設問>
1. 不登校の体験記について、次の (a)〜(c) が本文と一致するかを「はい」か「いいえ」で答え、判断の根拠となる本文の語句をそのまま引用してください。(a) 不登校が始まったのは中1の秋である。(b) 適応指導教室には一度も行かなかった。(c) 塾には週3回以上通っていた。
2. 不登校の体験記の内容を2文で要約してください。
3. 不登校の体験記を、最後の文の後から書き継いでください。

*** 提供テキスト

1994年生 ● 王子シューレ ● 大学生 ● 不登校=中1〜 ● シューレ在籍=中2〜18歳
理不尽な学校での経験
ぼくが不登校をしたのは、中1の秋。原因ははっきりしていて、バスケ部の先生の体罰です。殴ったり、けったり、暴言を吐かれたりしました。さらに、英語の教科書にあった絵を見て同学年の子が自分のことを「ボブ」と言い出したのが、部活、上級生、全校に広がったりしました。僕の父はアメリカの黒人ということが関係しています。他にも、夏休みに家族旅行で部活を休んだら先生からものすごく怒られ、自分に非があることで親が一緒に謝りに行ってくれたのに、生徒皆の前で親子で怒鳴られました。そして本当に嫌になり、それ以降行かなくなりました。
適応指導教室にも2回だけ行きましたが、担当教師が自分を幼い子扱いするのが嫌で行かなくなり、結局、「勉強はして」という親の考えで、塾に週1〜2回行っていました。塾の先生は「テスト近いんじゃないの」等学校の事をいうので、そこにも行かなくなりました。

******
*** 提供データ

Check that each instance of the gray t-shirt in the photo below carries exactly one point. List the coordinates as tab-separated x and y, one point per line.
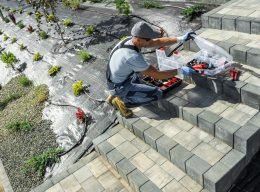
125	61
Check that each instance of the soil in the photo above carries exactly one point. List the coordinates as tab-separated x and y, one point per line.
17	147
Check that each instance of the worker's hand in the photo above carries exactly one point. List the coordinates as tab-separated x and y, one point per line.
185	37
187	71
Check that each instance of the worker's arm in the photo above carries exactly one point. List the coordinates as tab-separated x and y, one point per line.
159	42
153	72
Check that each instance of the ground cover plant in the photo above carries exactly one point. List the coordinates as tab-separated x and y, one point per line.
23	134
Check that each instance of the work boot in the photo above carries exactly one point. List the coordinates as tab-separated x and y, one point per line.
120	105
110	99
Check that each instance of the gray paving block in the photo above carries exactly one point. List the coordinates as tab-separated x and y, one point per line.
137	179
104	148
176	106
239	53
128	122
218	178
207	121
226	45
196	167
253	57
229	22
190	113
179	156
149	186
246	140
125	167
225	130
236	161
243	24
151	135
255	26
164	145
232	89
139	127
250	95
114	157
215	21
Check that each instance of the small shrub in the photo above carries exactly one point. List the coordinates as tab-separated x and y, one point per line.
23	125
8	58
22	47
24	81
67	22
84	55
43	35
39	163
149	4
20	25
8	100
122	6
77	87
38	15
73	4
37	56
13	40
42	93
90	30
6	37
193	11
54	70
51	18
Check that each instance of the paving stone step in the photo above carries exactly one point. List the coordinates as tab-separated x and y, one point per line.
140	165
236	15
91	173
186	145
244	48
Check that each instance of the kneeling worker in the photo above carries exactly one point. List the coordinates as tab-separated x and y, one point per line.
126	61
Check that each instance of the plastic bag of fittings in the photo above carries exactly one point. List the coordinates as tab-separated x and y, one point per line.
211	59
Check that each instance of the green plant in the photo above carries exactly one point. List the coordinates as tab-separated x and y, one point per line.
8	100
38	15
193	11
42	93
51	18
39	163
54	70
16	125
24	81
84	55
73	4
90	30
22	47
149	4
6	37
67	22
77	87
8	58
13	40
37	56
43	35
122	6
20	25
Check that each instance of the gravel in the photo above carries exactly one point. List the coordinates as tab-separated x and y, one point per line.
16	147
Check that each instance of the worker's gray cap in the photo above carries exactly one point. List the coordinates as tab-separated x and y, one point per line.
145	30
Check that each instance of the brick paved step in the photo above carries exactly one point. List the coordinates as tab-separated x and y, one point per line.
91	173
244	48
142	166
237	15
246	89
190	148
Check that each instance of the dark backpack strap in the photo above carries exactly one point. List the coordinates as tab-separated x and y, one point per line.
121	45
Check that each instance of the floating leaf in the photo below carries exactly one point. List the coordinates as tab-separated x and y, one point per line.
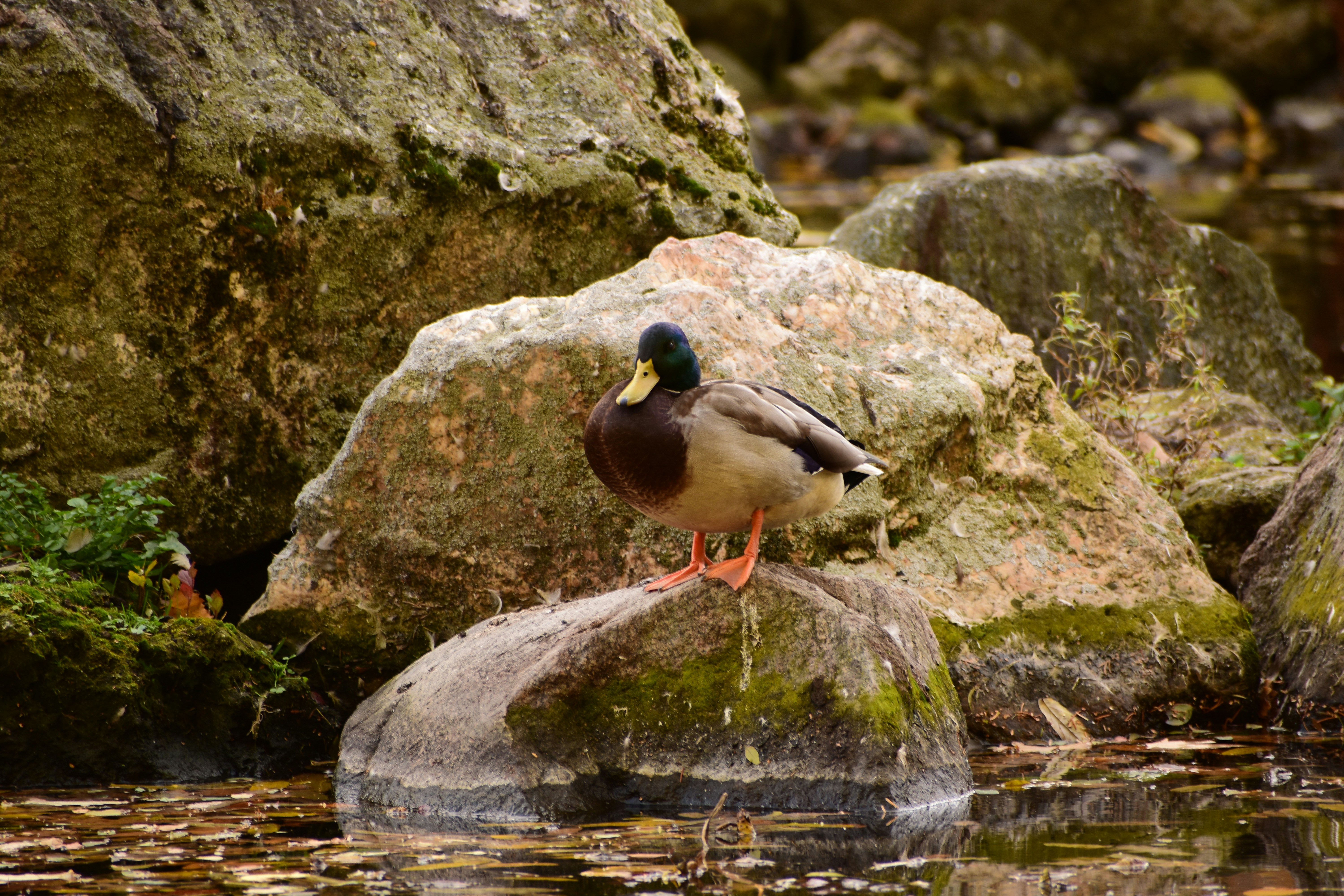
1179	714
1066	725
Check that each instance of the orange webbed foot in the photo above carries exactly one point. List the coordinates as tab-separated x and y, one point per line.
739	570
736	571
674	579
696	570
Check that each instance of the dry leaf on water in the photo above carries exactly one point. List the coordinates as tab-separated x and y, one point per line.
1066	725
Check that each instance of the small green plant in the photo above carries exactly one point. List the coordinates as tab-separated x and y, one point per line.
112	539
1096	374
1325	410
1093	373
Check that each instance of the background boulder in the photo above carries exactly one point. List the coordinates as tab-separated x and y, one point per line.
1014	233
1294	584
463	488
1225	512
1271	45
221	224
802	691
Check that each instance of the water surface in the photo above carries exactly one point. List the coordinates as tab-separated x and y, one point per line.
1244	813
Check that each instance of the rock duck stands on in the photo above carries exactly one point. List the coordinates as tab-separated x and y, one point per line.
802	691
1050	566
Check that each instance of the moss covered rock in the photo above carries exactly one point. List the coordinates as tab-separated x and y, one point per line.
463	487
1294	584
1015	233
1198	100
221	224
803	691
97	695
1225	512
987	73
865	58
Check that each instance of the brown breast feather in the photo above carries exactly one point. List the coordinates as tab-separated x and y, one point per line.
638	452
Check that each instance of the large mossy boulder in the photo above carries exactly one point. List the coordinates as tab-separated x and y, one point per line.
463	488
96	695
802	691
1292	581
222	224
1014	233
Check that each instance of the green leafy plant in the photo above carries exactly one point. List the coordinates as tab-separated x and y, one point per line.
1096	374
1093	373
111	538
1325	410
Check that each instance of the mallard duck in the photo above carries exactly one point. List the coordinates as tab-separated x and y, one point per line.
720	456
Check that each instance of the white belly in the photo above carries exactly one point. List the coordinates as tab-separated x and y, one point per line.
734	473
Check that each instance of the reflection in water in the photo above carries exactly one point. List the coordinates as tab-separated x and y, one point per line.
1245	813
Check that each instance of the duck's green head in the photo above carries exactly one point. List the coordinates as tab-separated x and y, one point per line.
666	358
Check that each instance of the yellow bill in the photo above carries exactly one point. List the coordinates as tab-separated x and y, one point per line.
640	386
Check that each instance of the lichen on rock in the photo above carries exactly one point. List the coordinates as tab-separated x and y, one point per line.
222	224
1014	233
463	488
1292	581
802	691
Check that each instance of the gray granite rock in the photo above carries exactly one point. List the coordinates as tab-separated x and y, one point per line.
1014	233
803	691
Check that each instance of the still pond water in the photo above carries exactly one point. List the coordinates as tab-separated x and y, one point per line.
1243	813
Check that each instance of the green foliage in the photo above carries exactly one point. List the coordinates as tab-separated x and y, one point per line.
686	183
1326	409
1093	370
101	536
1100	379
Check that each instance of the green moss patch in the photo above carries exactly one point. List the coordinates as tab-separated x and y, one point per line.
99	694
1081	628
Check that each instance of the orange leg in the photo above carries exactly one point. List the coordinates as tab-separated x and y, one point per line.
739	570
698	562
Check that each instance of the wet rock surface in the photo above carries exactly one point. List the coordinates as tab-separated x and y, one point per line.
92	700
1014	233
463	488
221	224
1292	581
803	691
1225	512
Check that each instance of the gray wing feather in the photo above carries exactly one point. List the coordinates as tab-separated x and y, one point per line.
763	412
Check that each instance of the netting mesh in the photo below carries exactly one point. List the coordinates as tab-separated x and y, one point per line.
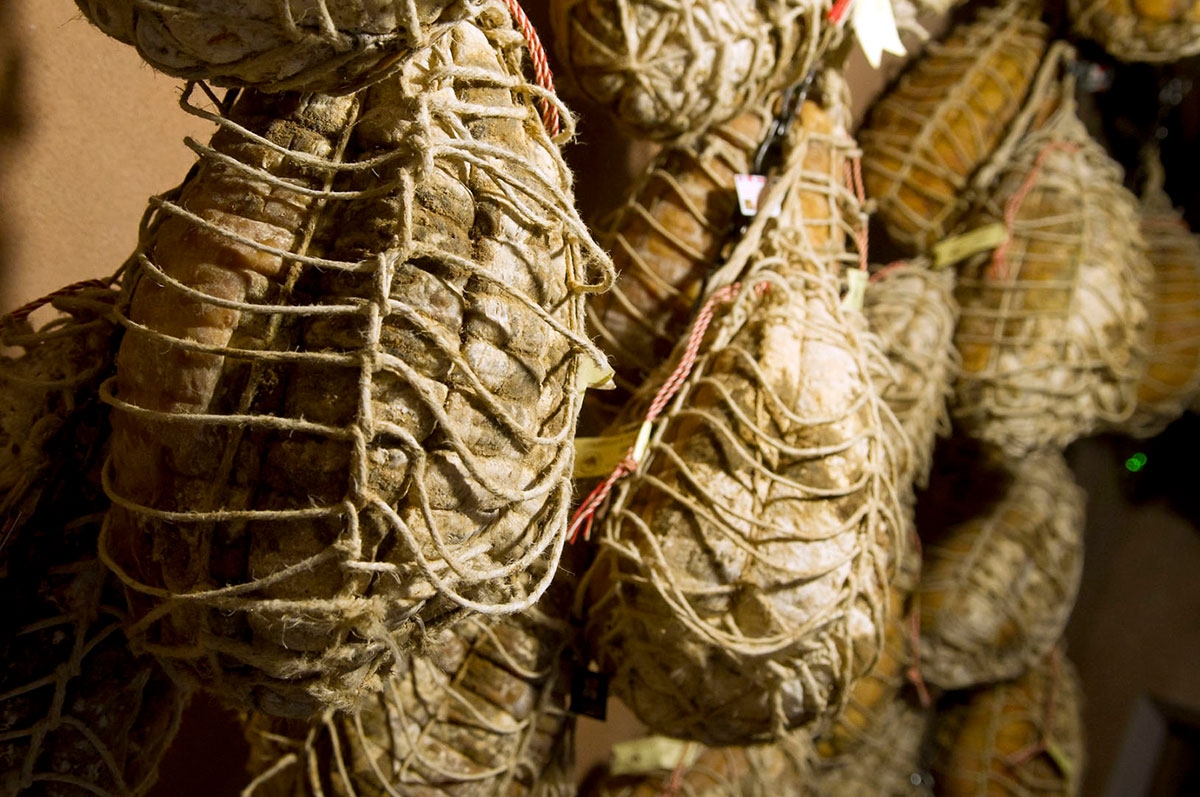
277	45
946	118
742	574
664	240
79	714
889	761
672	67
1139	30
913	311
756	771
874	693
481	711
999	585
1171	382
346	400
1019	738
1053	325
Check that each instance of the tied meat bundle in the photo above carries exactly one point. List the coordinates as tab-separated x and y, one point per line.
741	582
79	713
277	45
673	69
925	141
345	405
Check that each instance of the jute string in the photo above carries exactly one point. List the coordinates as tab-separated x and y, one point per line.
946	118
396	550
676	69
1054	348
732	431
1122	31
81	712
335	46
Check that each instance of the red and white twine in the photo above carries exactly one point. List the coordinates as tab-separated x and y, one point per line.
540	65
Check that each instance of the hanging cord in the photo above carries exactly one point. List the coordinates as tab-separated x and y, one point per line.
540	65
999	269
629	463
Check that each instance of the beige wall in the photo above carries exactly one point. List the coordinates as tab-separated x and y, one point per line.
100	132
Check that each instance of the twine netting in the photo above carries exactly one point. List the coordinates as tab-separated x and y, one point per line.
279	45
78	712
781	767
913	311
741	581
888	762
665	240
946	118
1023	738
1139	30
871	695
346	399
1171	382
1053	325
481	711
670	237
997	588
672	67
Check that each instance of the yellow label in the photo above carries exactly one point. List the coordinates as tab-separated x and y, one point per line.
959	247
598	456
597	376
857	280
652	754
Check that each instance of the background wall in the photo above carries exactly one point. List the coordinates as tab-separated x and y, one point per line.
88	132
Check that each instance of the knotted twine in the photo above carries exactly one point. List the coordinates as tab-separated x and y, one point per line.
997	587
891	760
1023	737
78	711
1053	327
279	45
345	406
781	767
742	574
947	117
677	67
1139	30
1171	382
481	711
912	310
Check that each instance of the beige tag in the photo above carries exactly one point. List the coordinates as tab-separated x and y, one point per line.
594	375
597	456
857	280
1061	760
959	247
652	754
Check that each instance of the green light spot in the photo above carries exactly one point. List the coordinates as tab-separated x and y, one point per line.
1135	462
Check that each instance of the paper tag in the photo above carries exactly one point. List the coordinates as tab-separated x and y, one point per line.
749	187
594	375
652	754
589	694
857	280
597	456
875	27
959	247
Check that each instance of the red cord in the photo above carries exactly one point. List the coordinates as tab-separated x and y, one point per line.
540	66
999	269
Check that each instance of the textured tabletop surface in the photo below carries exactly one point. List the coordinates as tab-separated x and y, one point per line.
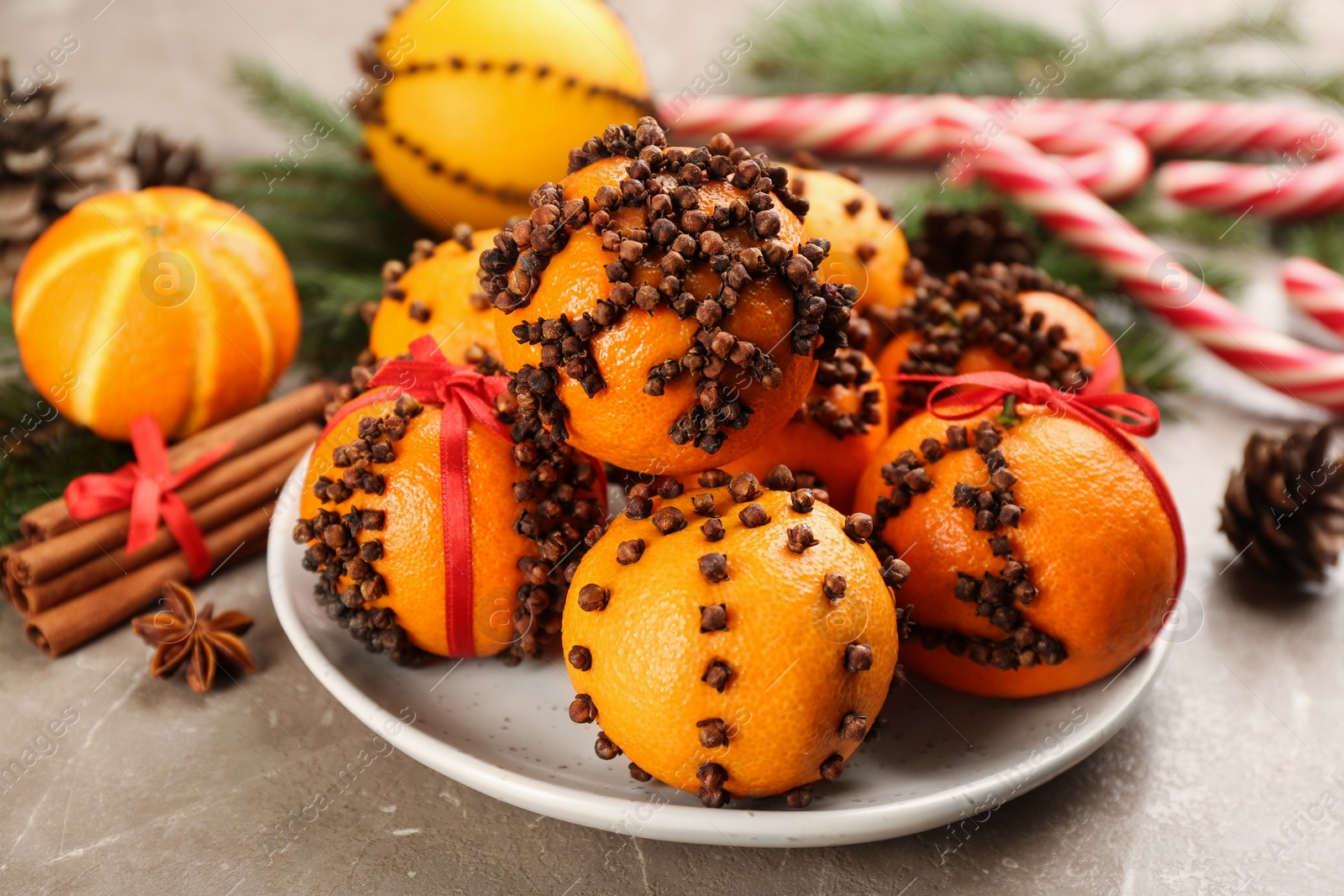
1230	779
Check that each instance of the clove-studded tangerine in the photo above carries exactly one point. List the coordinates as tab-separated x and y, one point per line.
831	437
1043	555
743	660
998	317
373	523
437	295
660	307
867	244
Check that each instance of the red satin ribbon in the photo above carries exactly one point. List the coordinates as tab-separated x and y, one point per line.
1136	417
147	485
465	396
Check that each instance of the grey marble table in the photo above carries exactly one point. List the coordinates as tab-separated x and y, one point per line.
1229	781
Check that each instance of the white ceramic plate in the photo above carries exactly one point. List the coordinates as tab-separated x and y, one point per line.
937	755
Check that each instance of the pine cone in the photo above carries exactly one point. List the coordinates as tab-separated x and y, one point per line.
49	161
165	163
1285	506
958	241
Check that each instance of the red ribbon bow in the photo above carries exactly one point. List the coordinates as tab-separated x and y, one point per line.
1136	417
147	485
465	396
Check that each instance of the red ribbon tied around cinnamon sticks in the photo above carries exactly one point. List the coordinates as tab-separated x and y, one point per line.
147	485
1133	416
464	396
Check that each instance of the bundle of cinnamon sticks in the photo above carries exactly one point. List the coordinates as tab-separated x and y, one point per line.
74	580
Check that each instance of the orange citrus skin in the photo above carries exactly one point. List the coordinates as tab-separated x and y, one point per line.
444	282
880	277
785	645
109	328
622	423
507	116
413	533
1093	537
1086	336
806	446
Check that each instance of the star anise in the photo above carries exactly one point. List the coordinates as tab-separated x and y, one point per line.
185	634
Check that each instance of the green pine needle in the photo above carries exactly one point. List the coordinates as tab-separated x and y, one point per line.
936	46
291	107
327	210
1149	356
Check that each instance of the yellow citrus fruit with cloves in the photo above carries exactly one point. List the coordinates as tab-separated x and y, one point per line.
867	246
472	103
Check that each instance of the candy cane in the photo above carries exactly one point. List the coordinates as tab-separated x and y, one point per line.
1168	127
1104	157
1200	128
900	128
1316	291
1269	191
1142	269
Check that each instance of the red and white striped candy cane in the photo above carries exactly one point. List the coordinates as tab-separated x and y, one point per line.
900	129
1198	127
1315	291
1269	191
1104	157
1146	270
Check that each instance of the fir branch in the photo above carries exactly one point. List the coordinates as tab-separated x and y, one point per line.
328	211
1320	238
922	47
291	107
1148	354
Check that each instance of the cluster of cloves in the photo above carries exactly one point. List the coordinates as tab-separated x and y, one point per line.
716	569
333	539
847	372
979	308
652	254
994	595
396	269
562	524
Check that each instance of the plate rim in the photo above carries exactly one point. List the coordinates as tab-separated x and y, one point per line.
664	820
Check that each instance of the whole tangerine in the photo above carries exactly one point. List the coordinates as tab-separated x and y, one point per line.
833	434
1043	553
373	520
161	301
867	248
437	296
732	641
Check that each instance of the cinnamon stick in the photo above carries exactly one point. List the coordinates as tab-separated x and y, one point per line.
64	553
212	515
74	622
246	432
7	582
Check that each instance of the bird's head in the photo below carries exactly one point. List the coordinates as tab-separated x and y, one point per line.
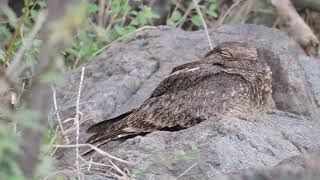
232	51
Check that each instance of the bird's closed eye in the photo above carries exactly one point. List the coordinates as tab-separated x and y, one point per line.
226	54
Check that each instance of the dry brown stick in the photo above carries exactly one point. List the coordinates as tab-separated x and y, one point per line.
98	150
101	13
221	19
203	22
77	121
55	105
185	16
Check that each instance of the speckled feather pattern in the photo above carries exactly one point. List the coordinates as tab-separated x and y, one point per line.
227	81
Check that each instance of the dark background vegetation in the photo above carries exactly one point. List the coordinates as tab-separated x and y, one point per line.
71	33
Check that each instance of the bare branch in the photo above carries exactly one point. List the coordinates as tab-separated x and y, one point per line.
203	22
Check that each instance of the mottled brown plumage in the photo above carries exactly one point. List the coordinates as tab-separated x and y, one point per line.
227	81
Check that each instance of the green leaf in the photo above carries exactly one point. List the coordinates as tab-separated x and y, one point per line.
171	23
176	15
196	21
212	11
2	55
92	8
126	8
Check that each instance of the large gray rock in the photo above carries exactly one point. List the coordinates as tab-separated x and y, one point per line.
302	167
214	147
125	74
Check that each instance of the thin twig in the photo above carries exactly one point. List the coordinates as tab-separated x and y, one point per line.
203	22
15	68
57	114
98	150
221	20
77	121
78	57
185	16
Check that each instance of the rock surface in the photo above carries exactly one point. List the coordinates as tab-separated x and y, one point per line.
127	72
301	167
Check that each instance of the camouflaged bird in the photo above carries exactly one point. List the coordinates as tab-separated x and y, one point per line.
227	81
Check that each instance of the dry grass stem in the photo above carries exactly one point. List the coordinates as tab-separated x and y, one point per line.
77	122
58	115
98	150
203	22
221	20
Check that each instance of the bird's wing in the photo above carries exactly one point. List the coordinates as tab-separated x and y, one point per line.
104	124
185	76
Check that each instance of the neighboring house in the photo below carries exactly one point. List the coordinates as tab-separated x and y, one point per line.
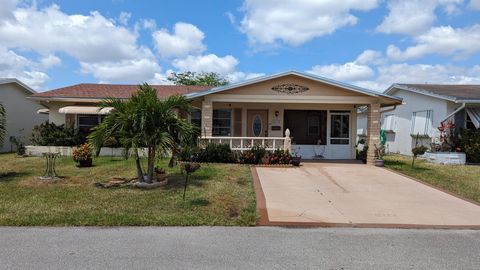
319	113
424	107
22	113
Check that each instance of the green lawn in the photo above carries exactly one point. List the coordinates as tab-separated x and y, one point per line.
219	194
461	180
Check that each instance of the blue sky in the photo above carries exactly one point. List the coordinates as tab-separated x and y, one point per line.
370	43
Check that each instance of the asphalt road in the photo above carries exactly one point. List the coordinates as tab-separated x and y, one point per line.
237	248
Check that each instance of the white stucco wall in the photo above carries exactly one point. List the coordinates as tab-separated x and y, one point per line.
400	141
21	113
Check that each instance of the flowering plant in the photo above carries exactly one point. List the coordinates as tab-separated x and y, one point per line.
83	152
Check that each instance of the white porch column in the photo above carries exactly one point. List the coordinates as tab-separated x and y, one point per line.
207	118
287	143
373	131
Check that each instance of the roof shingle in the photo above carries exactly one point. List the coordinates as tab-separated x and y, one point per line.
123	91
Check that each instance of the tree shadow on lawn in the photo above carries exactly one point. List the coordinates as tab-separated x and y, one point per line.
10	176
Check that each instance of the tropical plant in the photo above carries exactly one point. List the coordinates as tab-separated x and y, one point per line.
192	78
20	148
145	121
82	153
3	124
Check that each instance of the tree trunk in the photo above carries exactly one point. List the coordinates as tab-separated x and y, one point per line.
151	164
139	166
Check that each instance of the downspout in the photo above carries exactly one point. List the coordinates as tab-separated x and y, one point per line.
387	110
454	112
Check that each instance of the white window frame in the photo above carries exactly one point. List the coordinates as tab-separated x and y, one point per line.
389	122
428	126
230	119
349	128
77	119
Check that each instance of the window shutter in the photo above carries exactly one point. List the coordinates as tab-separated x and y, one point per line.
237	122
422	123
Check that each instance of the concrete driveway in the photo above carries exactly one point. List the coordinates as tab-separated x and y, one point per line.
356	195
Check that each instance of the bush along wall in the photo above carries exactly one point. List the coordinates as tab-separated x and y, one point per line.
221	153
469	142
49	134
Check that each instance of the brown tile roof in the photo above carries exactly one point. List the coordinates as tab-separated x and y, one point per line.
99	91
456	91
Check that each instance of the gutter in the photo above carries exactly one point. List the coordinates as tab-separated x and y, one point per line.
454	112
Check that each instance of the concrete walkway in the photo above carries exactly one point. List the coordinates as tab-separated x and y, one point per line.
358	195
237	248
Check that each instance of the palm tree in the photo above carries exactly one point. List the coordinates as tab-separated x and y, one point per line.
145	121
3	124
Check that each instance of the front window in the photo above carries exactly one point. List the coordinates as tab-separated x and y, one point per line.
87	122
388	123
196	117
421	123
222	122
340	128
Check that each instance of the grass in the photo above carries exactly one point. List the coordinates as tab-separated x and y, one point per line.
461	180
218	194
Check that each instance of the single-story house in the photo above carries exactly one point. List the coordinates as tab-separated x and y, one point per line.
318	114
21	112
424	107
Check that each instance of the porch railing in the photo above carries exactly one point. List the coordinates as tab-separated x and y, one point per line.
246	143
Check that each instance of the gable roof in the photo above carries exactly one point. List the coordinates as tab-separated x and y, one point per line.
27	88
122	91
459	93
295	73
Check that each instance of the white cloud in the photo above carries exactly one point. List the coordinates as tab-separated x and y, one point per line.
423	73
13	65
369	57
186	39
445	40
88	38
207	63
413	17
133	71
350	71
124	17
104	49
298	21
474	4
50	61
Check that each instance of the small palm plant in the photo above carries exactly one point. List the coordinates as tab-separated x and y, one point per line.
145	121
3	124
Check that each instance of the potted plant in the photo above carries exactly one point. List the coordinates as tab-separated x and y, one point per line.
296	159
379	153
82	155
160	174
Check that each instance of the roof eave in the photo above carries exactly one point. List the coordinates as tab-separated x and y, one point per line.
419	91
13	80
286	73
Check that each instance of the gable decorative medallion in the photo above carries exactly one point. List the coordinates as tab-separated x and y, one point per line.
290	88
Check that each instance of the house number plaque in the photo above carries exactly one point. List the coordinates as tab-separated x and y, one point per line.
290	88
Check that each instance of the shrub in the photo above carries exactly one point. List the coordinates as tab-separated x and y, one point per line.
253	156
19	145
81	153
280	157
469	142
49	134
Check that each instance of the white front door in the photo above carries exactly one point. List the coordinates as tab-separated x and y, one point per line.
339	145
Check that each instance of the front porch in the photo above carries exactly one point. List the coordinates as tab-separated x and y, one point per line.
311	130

******

解答>
1.
(a) はい。「ぼくが不登校をしたのは、中1の秋。」
(b) いいえ。「適応指導教室にも2回だけ行きましたが」
(c) いいえ。「塾に週1〜2回行っていました」

2. 中1の秋、バスケ部の先生による体罰や暴言、同学年から全校に広がった「ボブ」という呼び名、家族旅行で部活を休んだために生徒皆の前で親子で怒鳴られた経験が重なり、学校に行かなくなった。その後、適応指導教室は担当教師に幼い子扱いされるのが嫌で、塾は先生が学校の事を言うので、どちらにも行かなくなった。

3.
中2の5月、親が本を見て東京シューレを知り、検索してみると、子ども達が楽しそうにバスケをやっている写真が出ていて、「バスケがやれるなら」と思って入会しました。
でも、最初は「行かないといけない」と思っていたし、緊張感もあって1ヶ月はシューレには行かなかった。
入って2ヶ月目、夏の合宿で九州に行く計画があり、断りにくくて行くことにしたんだけど、行ってみたら大丈夫だった。佐賀の吉野ケ里遺跡や水俣の相思社、患者の人の家でお刺身を頂いたこと等覚えています。その報告書作りからいろんな子と仲良くなったりしました。
合宿からつながりや活動が広がっていった
08年「不登校の権利宣言」への取り組みが始まり、僕は、「子どもの権利条約」の講座の最初から参加し、09年8月の早稲田大学での全国大会の発表まで作り上げました。その時は、ここまで広がるとは思っていませんでしたが。
そしてアラスカに行こう!という夢が生まれ、08年から09年にかけて、副実行委員長になり、10年1月に、ついにアラスカ行きが実現しました。はじめて自分が主体となって企画・準備をしたので達成感がありました。アラスカは、フリースクールが認められていて、高卒資格も取れ、体育館などの施設が充実していました。猫の解剖の授業に取り組むプログラムがあったりして、日本と大違いでした。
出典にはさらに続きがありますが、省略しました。